### Work instruction
Transcribe the listing below word for word.

---*---

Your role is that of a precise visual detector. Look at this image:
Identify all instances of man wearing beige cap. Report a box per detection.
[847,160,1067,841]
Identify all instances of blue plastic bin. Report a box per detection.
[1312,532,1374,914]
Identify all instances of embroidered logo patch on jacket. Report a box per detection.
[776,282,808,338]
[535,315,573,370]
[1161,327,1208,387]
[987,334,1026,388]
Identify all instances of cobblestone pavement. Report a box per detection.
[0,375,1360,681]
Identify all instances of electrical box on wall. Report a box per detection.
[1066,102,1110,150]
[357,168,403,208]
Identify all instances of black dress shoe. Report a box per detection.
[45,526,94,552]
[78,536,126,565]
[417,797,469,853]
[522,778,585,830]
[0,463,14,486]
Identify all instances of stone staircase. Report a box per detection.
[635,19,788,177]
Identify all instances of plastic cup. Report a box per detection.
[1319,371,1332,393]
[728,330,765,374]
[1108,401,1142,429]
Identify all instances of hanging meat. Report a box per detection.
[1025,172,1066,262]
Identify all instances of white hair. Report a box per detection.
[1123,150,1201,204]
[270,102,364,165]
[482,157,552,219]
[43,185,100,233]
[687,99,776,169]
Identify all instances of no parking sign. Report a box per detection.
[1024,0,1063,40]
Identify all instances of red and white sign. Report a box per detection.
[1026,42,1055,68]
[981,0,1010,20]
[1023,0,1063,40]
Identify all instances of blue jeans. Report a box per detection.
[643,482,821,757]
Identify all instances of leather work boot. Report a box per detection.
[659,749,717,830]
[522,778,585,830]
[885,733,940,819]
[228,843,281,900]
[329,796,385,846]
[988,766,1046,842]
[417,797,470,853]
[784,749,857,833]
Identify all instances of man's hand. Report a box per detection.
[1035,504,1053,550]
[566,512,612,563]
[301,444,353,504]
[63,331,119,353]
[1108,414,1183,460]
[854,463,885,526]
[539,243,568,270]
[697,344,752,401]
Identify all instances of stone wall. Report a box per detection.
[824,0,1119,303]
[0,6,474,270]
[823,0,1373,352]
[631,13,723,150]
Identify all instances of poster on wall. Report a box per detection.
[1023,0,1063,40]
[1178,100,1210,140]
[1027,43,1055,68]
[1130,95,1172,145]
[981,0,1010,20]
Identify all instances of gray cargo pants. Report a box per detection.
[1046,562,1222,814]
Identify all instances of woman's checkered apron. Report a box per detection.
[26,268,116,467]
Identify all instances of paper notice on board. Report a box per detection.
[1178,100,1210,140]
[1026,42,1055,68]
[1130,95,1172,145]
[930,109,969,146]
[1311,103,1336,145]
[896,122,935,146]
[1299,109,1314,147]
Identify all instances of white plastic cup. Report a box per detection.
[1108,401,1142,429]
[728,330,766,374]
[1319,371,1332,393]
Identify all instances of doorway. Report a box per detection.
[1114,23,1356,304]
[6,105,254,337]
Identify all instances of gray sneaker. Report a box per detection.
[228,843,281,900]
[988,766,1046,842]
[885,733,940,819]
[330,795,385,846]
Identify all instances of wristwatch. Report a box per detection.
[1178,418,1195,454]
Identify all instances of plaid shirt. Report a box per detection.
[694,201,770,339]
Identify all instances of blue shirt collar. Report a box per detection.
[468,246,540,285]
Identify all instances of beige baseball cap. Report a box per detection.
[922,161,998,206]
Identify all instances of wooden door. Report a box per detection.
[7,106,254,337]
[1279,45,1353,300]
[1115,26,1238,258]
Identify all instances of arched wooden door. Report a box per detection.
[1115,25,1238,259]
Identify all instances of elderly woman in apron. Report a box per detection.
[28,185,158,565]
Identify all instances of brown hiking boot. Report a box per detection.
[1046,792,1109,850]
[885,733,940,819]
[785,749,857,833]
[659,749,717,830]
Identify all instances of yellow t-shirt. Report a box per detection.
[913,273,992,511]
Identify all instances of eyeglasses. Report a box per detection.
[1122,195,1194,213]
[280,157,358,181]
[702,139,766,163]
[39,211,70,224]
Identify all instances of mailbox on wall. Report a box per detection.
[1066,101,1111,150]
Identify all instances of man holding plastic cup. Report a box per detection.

---*---

### Written solution
Your role is that of a precise visual detector. Look at this image:
Identify all instances of man wearing beige cap. Report a box per detection.
[847,160,1067,841]
Identify all instances of blue plastic bin. Report a box per detection.
[1312,532,1374,914]
Identify all instances of embroidered logo patch on jacket. Report a box per detection.
[776,282,808,338]
[535,315,573,370]
[1161,327,1208,387]
[987,334,1026,388]
Identify all instances of cobblestone pavement. Report a box per detection.
[0,375,1360,681]
Identify all instances of electrical box on wall. Report a box per detection.
[1066,102,1110,150]
[357,168,403,208]
Identify all instances of black dress shoe. Report a box per detection.
[45,526,94,552]
[78,536,126,565]
[417,797,469,853]
[522,778,585,830]
[0,463,14,486]
Identify all instances of stone staircase. Report a box per detection.
[635,19,788,177]
Identify all instances of plastic cup. Report a box per detection.
[1319,371,1332,393]
[728,330,765,374]
[1108,401,1142,429]
Identify all instances of hanging meat. Report a box per detection.
[1025,172,1066,262]
Identify all instances of white hair. Report a box per detection.
[1123,150,1201,204]
[270,102,364,165]
[482,157,552,219]
[43,185,100,233]
[687,99,776,169]
Identify all instances of no parking sign. Report a box per detection.
[1024,0,1063,40]
Identify all instances of red and white sign. Report a box per detection.
[1026,42,1055,68]
[981,0,1010,20]
[1023,0,1063,40]
Identify all instances of blue jeans. Report a box per detection.
[643,482,821,757]
Identify all instances of leather work boot. Report a box per detection.
[659,749,717,830]
[522,778,585,830]
[885,733,940,819]
[228,843,281,900]
[329,796,385,846]
[988,766,1046,842]
[417,797,470,853]
[784,749,857,833]
Identify all instances of man's hand. Report a box per detection.
[1035,504,1053,550]
[566,512,612,563]
[301,444,353,504]
[63,331,119,353]
[1108,414,1183,460]
[854,463,885,526]
[539,243,568,270]
[697,344,752,401]
Identify all instances of stone wall. Report a box per detection.
[824,0,1119,303]
[0,6,474,270]
[823,0,1373,352]
[631,13,723,150]
Identify all instances of poster on wall. Report a box per detection.
[1023,0,1063,40]
[1178,100,1210,140]
[1027,43,1055,68]
[1130,95,1172,145]
[981,0,1010,20]
Identify all instances of gray cargo pants. Report a box per detection.
[1046,562,1222,814]
Identify all instances of woman's checkered apron. Report a box per detection.
[26,268,116,467]
Identify all instances of paper notice on board. Report a box per detection.
[1178,100,1210,140]
[1026,42,1055,68]
[1130,95,1172,145]
[930,109,969,146]
[1311,103,1336,145]
[896,122,935,146]
[1299,109,1314,147]
Identify all instances of white plastic cup. Report a box per detection.
[1108,401,1142,429]
[728,330,766,374]
[1319,371,1332,393]
Identify all instances of doorway. Report a box per detection.
[1114,23,1356,304]
[6,105,254,337]
Identify all instances of gray sneaker. Report a box per detection.
[228,843,281,900]
[988,766,1046,842]
[885,733,940,819]
[330,795,385,846]
Identify all instances of wristwatch. Report a box per detection.
[1178,418,1195,454]
Identify all instances of plaid shirt. Report a box per detection.
[694,201,770,339]
Identify all instances of blue shirt collar. Report a box per detection.
[468,246,540,285]
Identify all instances of beige baseball cap. Report a box per detection.
[922,161,998,206]
Identify all instances of wooden door. Report a box per detection.
[7,106,254,337]
[1279,45,1353,300]
[1115,26,1238,258]
Identify all instances of arched wooden door. Report a box per detection.
[1115,25,1238,259]
Identify all instances of elderly woman in apron. Report a box per detection.
[28,185,158,565]
Identify all instances of brown hiking boot. Report a box per detection.
[1046,792,1109,850]
[885,733,940,819]
[785,749,857,833]
[659,749,717,830]
Identify all instances of yellow t-shirt. Report a box per detection.
[913,273,992,511]
Identify all instances of eyeglasses. Report a box per detection.
[1122,195,1194,213]
[280,157,358,181]
[702,139,766,163]
[39,211,70,224]
Identify all instances of mailbox on wall. Report a box per detection.
[1066,101,1111,150]
Identify all instances of man holding plastic cup. Report a box per detection.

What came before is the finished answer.